DOCUMENT PASSAGE —
So, the quest is for a freeware BitTorrent privacy solution which works similarly to BTGuard on Linux.

Reply to
Danny D.

We all agree.

Hiding from a crime is NOT what we're asking about here. What we're looking for is simply a modicum of reasonable privacy given whom we're trying to protect ourselves against (which Petraeus should have known since he was the head of the super-secret spy organization).

Whom we'd want to hide from are: a) BiTTorrent (hide from the throttling ISP & from the MPAA) b) Web (hide from data gathering sites & from prying neighbors) c) Usenet (hide from whacko people who also want to kill you) d) Email (hide from irate husbands who want to kill you)

Of the set above, Email is the easiest to protect yourself against using freeware (as Gmail does not put your IP address in the header).

USENET isn't too bad either, as freeware public USENET nntp servers at least obfuscate the IP address.

For the web, it appears that the freeware proxy solutions should work, such as Privoxy & Tor, to hide your originating IP address. Also the freeware VPN solutions 'should' work (but they seem complicated to set up).

The hardest one to find freeware protection for appears to be the BitTorrent clients, on Linux. The only client I've found so far is BTGuard, which is not freeware.

I'm confused about the freeware privoxy/tor & openVPN solutions. Do you think the privoxy/tor and/or openVPN solutions will also work for a BitTorrent client?

Reply to
Danny D.

Yes, but freeware should be used when it can easily be used.

For the four things we'd wish to keep private, it seems that there is available freeware for three of the four.

  1. Email (gmail freeware hides your IP address from the recipient)

(Lines of data)
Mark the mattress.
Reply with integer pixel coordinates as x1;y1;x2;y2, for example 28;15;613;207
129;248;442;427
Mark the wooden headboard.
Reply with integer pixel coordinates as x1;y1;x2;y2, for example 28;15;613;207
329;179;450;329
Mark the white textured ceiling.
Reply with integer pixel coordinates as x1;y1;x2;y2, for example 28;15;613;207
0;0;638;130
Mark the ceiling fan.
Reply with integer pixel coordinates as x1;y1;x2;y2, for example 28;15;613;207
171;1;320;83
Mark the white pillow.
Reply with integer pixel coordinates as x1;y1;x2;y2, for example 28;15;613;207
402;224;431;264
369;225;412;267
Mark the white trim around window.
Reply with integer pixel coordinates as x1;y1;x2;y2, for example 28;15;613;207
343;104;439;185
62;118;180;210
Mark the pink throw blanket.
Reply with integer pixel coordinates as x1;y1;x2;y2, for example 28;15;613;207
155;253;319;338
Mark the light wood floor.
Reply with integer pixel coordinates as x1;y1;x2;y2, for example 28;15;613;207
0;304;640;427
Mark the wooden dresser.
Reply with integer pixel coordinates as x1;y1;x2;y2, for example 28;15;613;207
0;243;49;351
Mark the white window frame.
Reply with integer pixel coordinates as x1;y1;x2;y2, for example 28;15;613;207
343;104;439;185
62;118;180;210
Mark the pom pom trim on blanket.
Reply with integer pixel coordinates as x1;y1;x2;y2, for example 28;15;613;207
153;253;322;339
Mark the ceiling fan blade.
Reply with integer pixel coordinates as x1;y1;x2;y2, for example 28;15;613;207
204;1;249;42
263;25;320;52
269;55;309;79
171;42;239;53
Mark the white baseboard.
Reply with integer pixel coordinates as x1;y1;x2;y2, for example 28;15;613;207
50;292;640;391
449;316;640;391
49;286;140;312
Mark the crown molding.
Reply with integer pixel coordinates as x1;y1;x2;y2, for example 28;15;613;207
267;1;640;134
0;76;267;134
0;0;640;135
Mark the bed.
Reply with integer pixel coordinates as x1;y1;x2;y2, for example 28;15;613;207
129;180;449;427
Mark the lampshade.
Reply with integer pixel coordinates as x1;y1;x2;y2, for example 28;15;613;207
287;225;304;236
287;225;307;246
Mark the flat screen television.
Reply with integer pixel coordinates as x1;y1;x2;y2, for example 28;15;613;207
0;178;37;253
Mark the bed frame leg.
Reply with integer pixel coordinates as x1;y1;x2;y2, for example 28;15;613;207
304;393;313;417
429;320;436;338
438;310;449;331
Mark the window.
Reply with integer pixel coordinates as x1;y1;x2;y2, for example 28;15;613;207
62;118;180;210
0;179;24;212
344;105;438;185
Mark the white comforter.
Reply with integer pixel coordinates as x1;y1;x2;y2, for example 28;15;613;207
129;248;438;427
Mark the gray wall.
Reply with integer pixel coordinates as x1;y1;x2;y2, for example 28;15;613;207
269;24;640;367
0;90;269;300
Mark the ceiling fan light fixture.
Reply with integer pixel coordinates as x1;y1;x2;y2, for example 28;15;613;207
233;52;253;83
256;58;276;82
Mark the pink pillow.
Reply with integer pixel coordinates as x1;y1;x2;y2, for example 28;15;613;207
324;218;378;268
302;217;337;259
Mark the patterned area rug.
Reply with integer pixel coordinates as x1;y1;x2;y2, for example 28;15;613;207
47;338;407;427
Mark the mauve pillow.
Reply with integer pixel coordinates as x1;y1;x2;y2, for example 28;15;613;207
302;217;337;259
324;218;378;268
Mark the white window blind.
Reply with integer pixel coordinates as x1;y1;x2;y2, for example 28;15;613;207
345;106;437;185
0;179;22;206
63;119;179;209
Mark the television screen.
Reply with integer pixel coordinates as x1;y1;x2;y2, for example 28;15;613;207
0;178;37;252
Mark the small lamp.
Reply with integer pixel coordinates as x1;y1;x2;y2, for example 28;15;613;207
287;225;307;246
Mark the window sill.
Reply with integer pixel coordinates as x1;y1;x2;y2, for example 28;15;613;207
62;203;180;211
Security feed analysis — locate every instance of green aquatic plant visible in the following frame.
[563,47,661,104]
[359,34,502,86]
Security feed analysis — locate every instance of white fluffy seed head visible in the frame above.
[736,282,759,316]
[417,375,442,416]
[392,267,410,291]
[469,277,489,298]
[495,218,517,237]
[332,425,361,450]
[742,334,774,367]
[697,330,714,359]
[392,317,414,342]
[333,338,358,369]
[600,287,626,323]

CHALLENGES —
1 > In the forum post on BitTorrent privacy, what is the only Linux BitTorrent client the writer has found so far, and is it freeware?
2 > Decide whether each statement agrees with the forum post on BitTorrent privacy. Answer yes or no for each, quoting the words of the post that decide it. (a) Gmail puts the sender's IP address in the header. (b) The writer finds the freeware VPN solutions complicated to set up. (c) Public USENET nntp servers obfuscate the IP address.

RESULTS —
1 > BTGuard, which is not freeware.

2 >
(a) No: "Gmail does not put your IP address in the header"
(b) Yes: "they seem complicated to set up"
(c) Yes: "freeware public USENET nntp servers at least obfuscate the IP address"